* SUPPLIED RECORDS:

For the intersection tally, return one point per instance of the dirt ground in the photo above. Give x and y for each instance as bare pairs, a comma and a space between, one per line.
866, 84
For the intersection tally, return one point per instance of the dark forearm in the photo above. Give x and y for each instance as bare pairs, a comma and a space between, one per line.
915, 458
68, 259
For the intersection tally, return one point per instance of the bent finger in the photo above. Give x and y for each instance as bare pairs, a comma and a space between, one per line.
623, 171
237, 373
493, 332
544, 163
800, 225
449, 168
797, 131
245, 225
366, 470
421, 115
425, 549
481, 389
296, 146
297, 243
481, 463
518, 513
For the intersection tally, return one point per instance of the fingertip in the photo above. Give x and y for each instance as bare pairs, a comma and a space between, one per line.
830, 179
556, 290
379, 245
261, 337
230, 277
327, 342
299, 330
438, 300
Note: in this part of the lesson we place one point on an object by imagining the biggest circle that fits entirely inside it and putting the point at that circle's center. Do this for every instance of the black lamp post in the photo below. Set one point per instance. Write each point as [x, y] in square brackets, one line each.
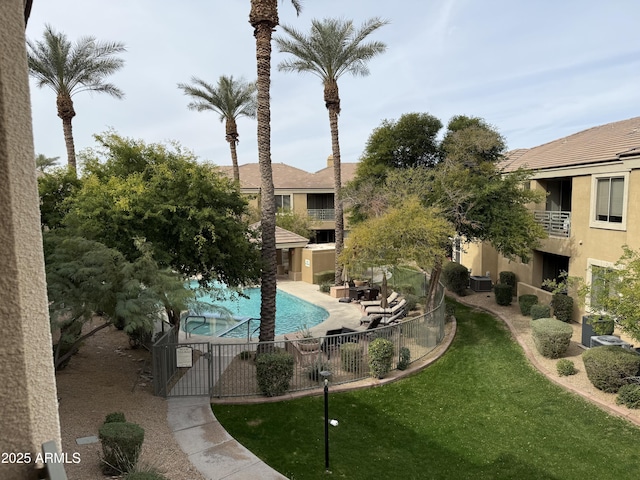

* WORK INSTRUCTIONS: Reproduce the material word for word, from the line containing "of the fingertip" through the end of the material, including both ends. Leave the pictures out.

* OUTPUT:
For the intersection tally, return one point per instance of the fingertip in the photo above. Give x and y for each instance as bare pairs, a comma and a space between, one per line.
830, 179
556, 290
379, 245
261, 337
230, 277
327, 342
299, 330
438, 300
Note: in this part of the lesson we place one point on an object by imagining the biggest circle that fits entirely inside it and putting the point at that circle's center. Do this for every instance of the black lamp post in the photo below. Set one point per instance. Write each point as [x, y] in square brackets, one line each.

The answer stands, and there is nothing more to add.